→ DOCUMENT EXCERPT
We’re constantly upgrading our technology. The old computers can’t run new programs, have giant security holes and simply feel slower. As bigger, faster, cooler smartphones and TVs are released, we “gotta” have them. Every year there are new and better computers. As old versions are no longer supported, upgrading is necessary both to remain competitive and, especially now, for data to remain secure. Similar rapid changes are taking place in all forms of technology.
As we upgrade, we’re throwing out electronics at a staggering pace. In 2009, 2.37 tons of electronics was discarded. The world’s e-waste is expected to grow 33% between 2013 and 2017. Recyclable materials are filling up our landfills and taking up room needed for non-recyclable products. Moreover, when computers are discarded in improperly managed landfills, toxic metals like lead, cadmium and mercury can leach into the ground and water causing a serious threat to the environment. It also costs more to produce new than to reuse old materials.
Fortunately, recycling of electronics is on the rise. Recycling e-waste is not only good for the environment, but it’s also the law in 25 states. In New York, since 2011, business and institutions are required by law to recycle computer equipment, unless it is donated or sold for reuse. To facilitate the statewide goal of recycling or reuse for all electronics waste, the NY State Electronic Equipment Recycling and Reuse Act law requires “manufacturers of covered electronic equipment to establish a convenient system for the collection, handling, and recycling or reuse of discarded electronic waste.” In other words, manufacturers must make it easy for businesses to recycle. The law also phases in the disposal ban to cover individuals and households effective January 1, 2015. That means you, your family, and your business!
What electronic waste is covered by the law?
- Computers (including tablets and e-readers)

→ STORED DATA
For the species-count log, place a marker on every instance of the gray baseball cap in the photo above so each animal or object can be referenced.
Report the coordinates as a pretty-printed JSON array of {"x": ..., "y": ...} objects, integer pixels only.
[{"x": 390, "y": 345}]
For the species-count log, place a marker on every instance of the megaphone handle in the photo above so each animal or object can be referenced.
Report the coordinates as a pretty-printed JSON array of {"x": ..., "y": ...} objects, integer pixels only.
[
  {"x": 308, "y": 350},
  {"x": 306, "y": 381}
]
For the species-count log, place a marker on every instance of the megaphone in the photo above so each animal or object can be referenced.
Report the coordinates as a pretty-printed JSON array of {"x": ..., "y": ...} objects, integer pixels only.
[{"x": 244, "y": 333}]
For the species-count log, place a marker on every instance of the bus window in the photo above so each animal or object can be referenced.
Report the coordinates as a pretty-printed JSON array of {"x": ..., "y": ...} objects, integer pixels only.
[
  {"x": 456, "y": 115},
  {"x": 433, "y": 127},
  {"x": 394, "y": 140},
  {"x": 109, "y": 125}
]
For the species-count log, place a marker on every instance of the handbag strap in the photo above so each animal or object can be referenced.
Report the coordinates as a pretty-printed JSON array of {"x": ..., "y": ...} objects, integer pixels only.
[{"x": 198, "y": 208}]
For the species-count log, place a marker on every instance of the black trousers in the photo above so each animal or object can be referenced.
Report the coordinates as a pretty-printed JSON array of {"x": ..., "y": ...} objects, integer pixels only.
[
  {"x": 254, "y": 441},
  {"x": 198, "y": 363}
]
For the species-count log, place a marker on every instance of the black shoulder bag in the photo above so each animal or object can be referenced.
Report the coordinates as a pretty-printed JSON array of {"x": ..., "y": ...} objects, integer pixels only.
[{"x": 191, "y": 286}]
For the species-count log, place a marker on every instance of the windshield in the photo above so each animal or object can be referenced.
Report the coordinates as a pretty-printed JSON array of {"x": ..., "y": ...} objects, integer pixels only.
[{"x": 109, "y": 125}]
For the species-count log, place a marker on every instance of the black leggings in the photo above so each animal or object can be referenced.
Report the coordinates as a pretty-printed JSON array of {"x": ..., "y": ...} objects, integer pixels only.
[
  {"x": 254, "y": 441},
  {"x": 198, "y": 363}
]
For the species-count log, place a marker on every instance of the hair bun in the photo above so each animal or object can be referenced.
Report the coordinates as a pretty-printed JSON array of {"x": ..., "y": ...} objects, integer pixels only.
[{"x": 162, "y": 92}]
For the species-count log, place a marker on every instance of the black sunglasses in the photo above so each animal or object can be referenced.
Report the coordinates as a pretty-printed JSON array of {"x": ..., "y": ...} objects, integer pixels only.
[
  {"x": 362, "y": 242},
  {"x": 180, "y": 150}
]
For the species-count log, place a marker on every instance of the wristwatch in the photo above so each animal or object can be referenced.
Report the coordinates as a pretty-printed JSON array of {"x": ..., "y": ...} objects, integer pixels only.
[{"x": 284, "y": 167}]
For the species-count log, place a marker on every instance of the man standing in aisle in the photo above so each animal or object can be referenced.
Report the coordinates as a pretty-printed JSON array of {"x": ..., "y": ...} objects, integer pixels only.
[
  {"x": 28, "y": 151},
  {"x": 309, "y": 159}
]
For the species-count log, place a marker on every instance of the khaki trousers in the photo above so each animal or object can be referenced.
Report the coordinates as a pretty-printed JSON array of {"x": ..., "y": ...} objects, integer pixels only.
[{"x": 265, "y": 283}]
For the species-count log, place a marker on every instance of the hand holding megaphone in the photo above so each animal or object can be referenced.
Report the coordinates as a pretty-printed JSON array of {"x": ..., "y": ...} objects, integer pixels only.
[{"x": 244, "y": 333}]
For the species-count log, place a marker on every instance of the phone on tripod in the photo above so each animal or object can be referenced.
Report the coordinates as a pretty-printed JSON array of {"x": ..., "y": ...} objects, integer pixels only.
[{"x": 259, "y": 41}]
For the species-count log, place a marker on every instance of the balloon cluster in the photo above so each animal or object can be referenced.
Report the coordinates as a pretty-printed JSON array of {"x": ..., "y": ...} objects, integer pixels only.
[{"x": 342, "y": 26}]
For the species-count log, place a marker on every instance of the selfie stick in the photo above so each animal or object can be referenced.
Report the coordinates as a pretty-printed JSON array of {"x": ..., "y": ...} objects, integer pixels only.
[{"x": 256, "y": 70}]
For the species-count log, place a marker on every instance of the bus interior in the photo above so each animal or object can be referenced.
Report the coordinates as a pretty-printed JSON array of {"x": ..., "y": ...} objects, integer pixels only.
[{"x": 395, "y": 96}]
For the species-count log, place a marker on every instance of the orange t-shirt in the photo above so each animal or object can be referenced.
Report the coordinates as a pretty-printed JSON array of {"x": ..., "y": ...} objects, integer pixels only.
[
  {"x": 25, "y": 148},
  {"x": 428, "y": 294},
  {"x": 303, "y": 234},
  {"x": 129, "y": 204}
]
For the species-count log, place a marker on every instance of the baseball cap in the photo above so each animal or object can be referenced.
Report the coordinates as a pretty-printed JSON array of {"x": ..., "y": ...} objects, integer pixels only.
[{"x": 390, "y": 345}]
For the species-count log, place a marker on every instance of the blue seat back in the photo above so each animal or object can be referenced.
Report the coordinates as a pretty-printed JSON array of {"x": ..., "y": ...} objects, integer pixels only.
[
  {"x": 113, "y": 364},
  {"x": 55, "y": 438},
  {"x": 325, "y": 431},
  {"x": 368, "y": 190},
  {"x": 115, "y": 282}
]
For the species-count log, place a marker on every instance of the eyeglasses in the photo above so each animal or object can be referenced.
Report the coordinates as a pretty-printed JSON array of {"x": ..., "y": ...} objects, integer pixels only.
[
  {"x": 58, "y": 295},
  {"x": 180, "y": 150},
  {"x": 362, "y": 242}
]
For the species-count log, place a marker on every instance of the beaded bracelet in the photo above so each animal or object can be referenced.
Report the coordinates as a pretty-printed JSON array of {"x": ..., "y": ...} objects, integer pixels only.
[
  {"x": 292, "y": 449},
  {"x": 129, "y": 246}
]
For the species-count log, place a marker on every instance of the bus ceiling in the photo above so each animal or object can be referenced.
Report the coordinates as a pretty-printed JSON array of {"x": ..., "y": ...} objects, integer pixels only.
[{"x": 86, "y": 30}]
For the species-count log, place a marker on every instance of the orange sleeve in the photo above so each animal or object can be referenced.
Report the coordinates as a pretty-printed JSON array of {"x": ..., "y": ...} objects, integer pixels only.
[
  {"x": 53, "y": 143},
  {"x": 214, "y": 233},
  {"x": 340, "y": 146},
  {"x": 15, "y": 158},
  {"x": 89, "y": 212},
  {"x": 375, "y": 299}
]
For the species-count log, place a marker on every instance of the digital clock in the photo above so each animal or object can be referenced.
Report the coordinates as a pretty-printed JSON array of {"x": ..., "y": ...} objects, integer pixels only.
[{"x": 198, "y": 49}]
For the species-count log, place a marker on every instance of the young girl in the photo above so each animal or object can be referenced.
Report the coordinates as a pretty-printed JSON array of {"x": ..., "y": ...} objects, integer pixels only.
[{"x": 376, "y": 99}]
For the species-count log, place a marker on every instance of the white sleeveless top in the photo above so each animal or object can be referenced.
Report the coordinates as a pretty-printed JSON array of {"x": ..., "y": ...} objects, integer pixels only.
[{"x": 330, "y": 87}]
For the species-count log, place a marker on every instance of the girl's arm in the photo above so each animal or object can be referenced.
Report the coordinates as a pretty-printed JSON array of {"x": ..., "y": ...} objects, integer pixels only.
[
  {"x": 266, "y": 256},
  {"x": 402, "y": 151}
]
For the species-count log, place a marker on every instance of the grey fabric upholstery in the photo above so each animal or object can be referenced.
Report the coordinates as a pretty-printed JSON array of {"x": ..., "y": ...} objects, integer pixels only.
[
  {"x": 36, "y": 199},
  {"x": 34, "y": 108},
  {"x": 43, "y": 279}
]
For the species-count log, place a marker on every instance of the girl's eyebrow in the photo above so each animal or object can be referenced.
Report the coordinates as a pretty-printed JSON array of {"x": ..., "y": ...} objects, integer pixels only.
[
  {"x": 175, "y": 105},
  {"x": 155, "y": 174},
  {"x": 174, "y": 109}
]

→ ASSIGNMENT A
In one to three sentences, explain why the e-waste text says discarding computers in improperly managed landfills threatens the environment.
→ ASSIGNMENT B
Copy the e-waste text word for word, starting with "Fortunately, recycling of" and going on through "by the law?".
Work only from the e-waste text.

→ EXERCISE ANSWER A
When computers go into improperly managed landfills, toxic metals like lead, cadmium and mercury can leach into the ground and water. This creates a serious threat to the environment.

→ EXERCISE ANSWER B
Fortunately, recycling of electronics is on the rise. Recycling e-waste is not only good for the environment, but it’s also the law in 25 states. In New York, since 2011, business and institutions are required by law to recycle computer equipment, unless it is donated or sold for reuse. To facilitate the statewide goal of recycling or reuse for all electronics waste, the NY State Electronic Equipment Recycling and Reuse Act law requires “manufacturers of covered electronic equipment to establish a convenient system for the collection, handling, and recycling or reuse of discarded electronic waste.” In other words, manufacturers must make it easy for businesses to recycle. The law also phases in the disposal ban to cover individuals and households effective January 1, 2015. That means you, your family, and your business!
What electronic waste is covered by the law?